- _Task objective_
Please copy out every row below, swapping "thickest part" for "widest part" and leaving all else unchanged.

- _Materials provided_
◇ ◇ ◇ ◇

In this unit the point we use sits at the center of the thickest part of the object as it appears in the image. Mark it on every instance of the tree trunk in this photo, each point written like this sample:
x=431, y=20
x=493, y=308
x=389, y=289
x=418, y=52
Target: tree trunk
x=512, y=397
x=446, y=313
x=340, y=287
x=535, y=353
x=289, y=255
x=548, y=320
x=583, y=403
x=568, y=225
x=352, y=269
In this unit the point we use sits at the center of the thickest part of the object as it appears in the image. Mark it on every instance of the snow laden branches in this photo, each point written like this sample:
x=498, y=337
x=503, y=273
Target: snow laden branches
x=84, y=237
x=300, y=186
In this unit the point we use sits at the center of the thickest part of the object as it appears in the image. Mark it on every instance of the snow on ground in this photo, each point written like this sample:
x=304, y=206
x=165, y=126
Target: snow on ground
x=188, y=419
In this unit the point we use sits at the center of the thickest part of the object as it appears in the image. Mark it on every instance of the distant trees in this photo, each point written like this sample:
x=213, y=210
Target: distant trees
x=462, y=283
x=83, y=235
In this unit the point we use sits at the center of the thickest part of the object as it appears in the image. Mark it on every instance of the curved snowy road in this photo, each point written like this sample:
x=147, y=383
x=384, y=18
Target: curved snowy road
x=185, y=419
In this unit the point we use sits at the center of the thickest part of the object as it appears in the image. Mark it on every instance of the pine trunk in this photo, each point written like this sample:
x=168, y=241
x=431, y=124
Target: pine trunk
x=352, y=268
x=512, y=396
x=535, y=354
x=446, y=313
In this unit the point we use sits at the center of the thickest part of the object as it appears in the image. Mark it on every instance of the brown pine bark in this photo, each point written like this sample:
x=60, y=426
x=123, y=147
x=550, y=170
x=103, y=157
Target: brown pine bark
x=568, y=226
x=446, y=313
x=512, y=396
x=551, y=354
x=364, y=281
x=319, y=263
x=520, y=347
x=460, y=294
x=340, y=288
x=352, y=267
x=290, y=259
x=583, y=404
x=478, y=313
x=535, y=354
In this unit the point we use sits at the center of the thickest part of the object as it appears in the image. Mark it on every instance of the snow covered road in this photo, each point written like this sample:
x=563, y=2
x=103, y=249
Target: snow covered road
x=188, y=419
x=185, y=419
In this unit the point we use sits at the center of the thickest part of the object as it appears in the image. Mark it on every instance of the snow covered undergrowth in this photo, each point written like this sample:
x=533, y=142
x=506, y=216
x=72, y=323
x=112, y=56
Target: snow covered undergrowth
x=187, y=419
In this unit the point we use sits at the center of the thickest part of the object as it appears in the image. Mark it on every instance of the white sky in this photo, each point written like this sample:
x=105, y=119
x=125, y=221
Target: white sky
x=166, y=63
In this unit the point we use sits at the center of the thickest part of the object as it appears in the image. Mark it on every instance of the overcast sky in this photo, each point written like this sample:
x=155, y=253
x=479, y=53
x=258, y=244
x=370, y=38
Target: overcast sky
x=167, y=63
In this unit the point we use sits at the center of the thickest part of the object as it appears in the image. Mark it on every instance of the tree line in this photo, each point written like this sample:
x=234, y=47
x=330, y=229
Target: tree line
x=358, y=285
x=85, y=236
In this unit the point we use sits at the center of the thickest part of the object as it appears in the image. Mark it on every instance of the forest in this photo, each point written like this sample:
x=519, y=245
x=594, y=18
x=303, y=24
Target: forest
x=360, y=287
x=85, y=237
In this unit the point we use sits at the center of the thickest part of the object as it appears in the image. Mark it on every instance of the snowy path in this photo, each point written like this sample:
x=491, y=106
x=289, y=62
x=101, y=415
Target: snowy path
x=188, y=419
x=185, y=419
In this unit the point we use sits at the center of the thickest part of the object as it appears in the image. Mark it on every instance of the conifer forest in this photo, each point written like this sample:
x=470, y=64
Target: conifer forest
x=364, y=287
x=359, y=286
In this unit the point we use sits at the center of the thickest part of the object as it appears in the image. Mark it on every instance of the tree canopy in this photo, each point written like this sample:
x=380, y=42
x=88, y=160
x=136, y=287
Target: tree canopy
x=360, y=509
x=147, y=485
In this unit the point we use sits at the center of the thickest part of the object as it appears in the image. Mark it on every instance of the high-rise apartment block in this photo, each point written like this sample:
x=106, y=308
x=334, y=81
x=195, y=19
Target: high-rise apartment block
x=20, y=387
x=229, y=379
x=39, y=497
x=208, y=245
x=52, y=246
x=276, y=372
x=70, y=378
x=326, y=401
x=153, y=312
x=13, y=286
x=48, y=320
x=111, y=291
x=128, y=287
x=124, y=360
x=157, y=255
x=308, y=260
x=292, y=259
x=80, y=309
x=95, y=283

◇ ◇ ◇ ◇

- _Response below_
In this unit the point we use sits at the center of the widest part of the object as it appears in the image. Mark it on every instance of the tree trunk in this photo, each point written like this sample:
x=431, y=20
x=493, y=308
x=389, y=289
x=418, y=52
Target: tree trunk
x=512, y=397
x=446, y=313
x=340, y=287
x=535, y=353
x=289, y=255
x=548, y=320
x=583, y=403
x=568, y=225
x=352, y=269
In this unit the point we use sits at the center of the widest part of the object as it appears in the image. Mark it on every instance of the snow laden branches in this photo, each point written like this sample:
x=498, y=337
x=503, y=273
Target: snow laden branches
x=84, y=237
x=300, y=186
In this unit the point we use sits at the center of the widest part of the object as it appears in the image. Mark it on every instance of the snow on ground in this photo, each point written like this sample:
x=304, y=206
x=165, y=126
Target: snow on ground
x=188, y=419
In this unit the point we use sits at the center of the widest part of the object as it appears in the image. Mark it on every instance of the distant trees in this photo, each point written like this sample:
x=213, y=210
Target: distant trees
x=462, y=283
x=83, y=235
In this unit the point we use sits at the center of the widest part of the object as it appears in the image. Mark it on every instance of the curved snowy road in this photo, each point written like this sample:
x=147, y=383
x=384, y=18
Target: curved snowy road
x=185, y=419
In this unit the point we use sits at the center of the widest part of the object as it appears in the image. Mark it on every instance of the pine trunk in this photo, each point written like this sample:
x=168, y=241
x=431, y=124
Target: pine trunk
x=352, y=268
x=512, y=396
x=535, y=354
x=446, y=313
In this unit the point we use sits at the center of the widest part of the object as it appears in the image. Mark it on every instance of the brown pine bark in this photo, each point written like this sample:
x=60, y=426
x=123, y=147
x=550, y=170
x=103, y=157
Target: brown pine bark
x=568, y=226
x=446, y=313
x=512, y=396
x=551, y=354
x=364, y=281
x=319, y=263
x=520, y=347
x=460, y=294
x=340, y=288
x=352, y=267
x=290, y=259
x=583, y=404
x=478, y=313
x=535, y=354
In this unit the point we use sits at the center of the widest part of the object as it appears in the image. Mark it on every instance of the snow covered road in this photo, each point written like this sample:
x=563, y=2
x=103, y=249
Target: snow covered road
x=188, y=419
x=185, y=419
In this unit the point we use sits at the center of the widest part of the object as it appears in the image. Mark it on every instance of the snow covered undergrowth in this photo, each point written like this sample:
x=533, y=142
x=506, y=216
x=72, y=323
x=112, y=56
Target: snow covered undergrowth
x=187, y=419
In this unit the point we use sits at the center of the widest part of the object as it appears in the image. Mark it on every instance of the white sky in this photo, each point written like this sample:
x=105, y=119
x=125, y=221
Target: white sky
x=166, y=63
In this unit the point we use sits at the center of the widest part of the object as it appears in the image. Mark it on every instance of the overcast sky in this photo, each point written like this sample:
x=155, y=253
x=479, y=53
x=258, y=244
x=370, y=38
Target: overcast sky
x=167, y=63
In this unit the point we use sits at the center of the widest part of the object as it appears in the image. Mark it on every instance of the tree line in this photo, each point written like this sample:
x=234, y=47
x=330, y=229
Target: tree line
x=358, y=285
x=85, y=236
In this unit the point we use sits at the center of the widest part of the object as it appears in the image. Mark it on every instance of the forest in this photo, each point written like this sample:
x=519, y=245
x=594, y=18
x=303, y=24
Target: forest
x=360, y=287
x=85, y=237
In this unit the point we use sits at the center of the widest part of the object as it appears in the image. Mark it on every instance of the snowy path in this photo, each point written like this sample:
x=491, y=106
x=289, y=62
x=101, y=415
Target: snowy path
x=188, y=419
x=185, y=419
In this unit the point we use sits at the center of the widest part of the object as it appears in the image. Mark it on every instance of the conifer forest in this photo, each point written like this sample:
x=470, y=64
Target: conifer forest
x=364, y=287
x=359, y=286
In this unit the point we use sits at the center of the widest part of the object as it appears in the image. Mark it on every instance of the tree canopy in this photo, each point written like this sample:
x=380, y=42
x=88, y=160
x=136, y=287
Target: tree canopy
x=360, y=509
x=147, y=485
In this unit the point we use sits at the center of the widest part of the object as it appears in the image. Mark it on every instance of the high-rise apartment block in this photo, each point written like this sample:
x=106, y=308
x=334, y=81
x=195, y=19
Target: high-rise apartment block
x=20, y=387
x=229, y=379
x=39, y=497
x=208, y=245
x=52, y=246
x=276, y=372
x=70, y=378
x=326, y=401
x=153, y=312
x=13, y=286
x=48, y=320
x=111, y=291
x=128, y=287
x=124, y=360
x=157, y=255
x=308, y=260
x=292, y=259
x=80, y=309
x=95, y=283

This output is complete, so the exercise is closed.